▸ **DIRECTIONS**: Could you please output all of the records exactly?

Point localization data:
----------------

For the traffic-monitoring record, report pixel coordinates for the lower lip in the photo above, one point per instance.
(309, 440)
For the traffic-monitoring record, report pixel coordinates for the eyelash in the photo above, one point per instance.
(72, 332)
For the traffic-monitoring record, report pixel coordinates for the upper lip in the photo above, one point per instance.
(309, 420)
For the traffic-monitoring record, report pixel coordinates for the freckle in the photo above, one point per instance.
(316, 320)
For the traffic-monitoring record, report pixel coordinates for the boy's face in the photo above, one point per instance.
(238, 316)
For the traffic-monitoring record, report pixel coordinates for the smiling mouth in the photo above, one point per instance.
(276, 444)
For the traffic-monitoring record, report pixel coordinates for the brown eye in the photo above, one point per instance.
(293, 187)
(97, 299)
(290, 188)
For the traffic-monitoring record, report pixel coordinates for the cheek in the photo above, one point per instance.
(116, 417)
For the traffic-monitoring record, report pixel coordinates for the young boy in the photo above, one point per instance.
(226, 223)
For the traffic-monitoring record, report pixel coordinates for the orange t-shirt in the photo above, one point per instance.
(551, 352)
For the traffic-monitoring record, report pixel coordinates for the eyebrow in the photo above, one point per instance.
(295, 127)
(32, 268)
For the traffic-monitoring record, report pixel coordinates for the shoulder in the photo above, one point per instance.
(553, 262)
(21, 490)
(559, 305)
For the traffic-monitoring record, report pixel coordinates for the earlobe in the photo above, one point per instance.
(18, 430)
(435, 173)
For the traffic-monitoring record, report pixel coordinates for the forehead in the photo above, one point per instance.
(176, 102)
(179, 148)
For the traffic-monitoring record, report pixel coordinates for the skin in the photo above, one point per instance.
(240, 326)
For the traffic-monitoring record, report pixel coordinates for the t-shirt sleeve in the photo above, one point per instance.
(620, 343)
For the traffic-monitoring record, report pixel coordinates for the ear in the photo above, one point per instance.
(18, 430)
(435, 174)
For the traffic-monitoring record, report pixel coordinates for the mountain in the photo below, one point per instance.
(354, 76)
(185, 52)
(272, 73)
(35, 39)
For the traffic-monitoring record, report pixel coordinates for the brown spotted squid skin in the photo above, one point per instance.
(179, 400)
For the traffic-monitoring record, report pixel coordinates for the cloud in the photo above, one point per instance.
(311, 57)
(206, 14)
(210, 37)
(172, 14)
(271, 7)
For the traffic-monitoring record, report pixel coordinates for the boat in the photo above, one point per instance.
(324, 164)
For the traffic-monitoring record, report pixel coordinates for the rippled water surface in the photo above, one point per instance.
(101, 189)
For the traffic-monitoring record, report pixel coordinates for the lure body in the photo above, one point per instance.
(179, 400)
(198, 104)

----------------

▸ **EXERCISE ANSWER**:
For the traffic-monitoring record, report pixel coordinates for the lower lip in the photo above, one point per instance.
(309, 440)
For the traffic-monitoring record, report pixel coordinates for the eyelash in the photo above, one point per instance.
(72, 332)
For the traffic-monitoring record, report pixel coordinates for the upper lip in the photo above, one point per instance.
(309, 420)
For the traffic-monitoring record, report pixel coordinates for the freckle in the photo above, one point per instance.
(316, 320)
For the traffic-monitoring record, report pixel coordinates for the boy's face in the photo above, one point per instance.
(238, 316)
For the traffic-monitoring record, report pixel coordinates for the smiling mouth in the photo above, one point per instance.
(276, 444)
For the traffic-monitoring record, report pixel coordinates for the brown eye in the photo above, one point per instance.
(293, 187)
(97, 299)
(290, 188)
For the traffic-monitoring record, report pixel coordinates for the cheek in the photo above, one point per instance.
(116, 417)
For the traffic-monitoring record, report pixel coordinates for the young boy in the photo above, one point per instance.
(226, 223)
For the traffic-monitoring record, report pixel coordinates for the orange t-shirt in the photo above, one point per instance.
(551, 352)
For the traffic-monitoring record, report pixel coordinates for the eyebrow in the photo above, one point per instance.
(295, 127)
(32, 268)
For the traffic-monitoring record, report pixel coordinates for the shoulder in the photo above, one point per instance.
(553, 262)
(21, 490)
(559, 305)
For the traffic-monitoring record, report pixel coordinates for the earlobe in the photo above, one point per instance.
(18, 430)
(435, 173)
For the traffic-monitoring record, report pixel coordinates for the forehead in the photo above, one point per instance.
(176, 102)
(179, 148)
For the traffic-monitoring record, report pixel coordinates for the skin in the photo above, one point per instance.
(240, 326)
For the traffic-monitoring record, report pixel coordinates for the t-shirt sleeve in the photo above, one point per instance.
(620, 343)
For the traffic-monitoring record, report pixel coordinates for the ear in the photo above, one point per instance.
(18, 430)
(435, 174)
For the traffic-monitoring record, report pixel coordinates for the mountain in the photo below, one point per instance.
(354, 76)
(185, 52)
(272, 73)
(35, 39)
For the traffic-monitoring record, report pixel coordinates for the brown spotted squid skin in the photo above, one point per instance.
(179, 400)
For the traffic-monitoring record, report pixel coordinates for the cloud in the photo above, one point per instance.
(311, 57)
(206, 14)
(210, 37)
(172, 14)
(271, 7)
For the traffic-monitoring record, report pixel coordinates for the boat in the photo above, one point per instance.
(324, 164)
For the traffic-monitoring record, report pixel coordinates for the rippled water surface in the photo above, one point per instance.
(101, 189)
For the traffic-monitoring record, report pixel coordinates for the lure body in the photo above, one point per instance.
(179, 400)
(198, 104)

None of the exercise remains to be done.